-- start MATERIAL FOR THIS EXERCISE --

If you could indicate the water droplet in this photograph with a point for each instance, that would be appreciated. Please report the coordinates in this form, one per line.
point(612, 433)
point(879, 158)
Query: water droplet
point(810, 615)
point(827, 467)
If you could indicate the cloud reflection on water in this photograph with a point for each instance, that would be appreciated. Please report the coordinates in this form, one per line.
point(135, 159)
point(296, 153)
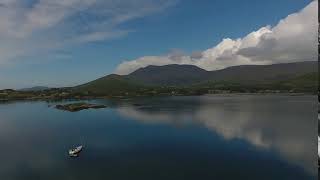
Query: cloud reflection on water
point(282, 124)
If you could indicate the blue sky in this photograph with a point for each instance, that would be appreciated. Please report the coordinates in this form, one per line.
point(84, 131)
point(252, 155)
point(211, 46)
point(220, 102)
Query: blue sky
point(95, 42)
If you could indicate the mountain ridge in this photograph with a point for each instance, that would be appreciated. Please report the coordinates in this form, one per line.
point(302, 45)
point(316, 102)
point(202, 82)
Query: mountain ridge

-- end MATERIAL FOR THIS EXERCISE --

→ PROMPT:
Rewrite all the records above as a Markdown table with the columns Row and Line: one numbered row for each nonblank line, in order, and no pictures.

→ EXERCISE RESPONSE:
| Row | Line |
|---|---|
| 1 | If you could indicate the water droplet in this photograph with a point for each instance, that would be appreciated. Please report the coordinates in this form, one per line. |
| 2 | point(612, 433) |
| 3 | point(879, 158) |
| 4 | Query: water droplet |
| 5 | point(810, 615) |
| 6 | point(827, 467) |
| 7 | If you could indicate the cloud reflection on water in this photograph with a point for each instance, that would be appreciated. Please report the coordinates in this form, one per line. |
| 8 | point(135, 159) |
| 9 | point(296, 153) |
| 10 | Query: cloud reflection on water |
| 11 | point(282, 124) |
| 12 | If you could indicate the blue sky in this photograph with a point for each instance, that would be appreciated. Please report the coordinates in this form, one per line. |
| 13 | point(84, 131) |
| 14 | point(252, 155) |
| 15 | point(211, 46) |
| 16 | point(220, 102) |
| 17 | Query: blue sky |
| 18 | point(95, 42) |
| 19 | If you could indicate the mountain ridge in this photograph with a point for each instance, that would be appreciated. Please report the coordinates in this form, one per line. |
| 20 | point(302, 45) |
| 21 | point(316, 102) |
| 22 | point(202, 82) |
| 23 | Query: mountain ridge |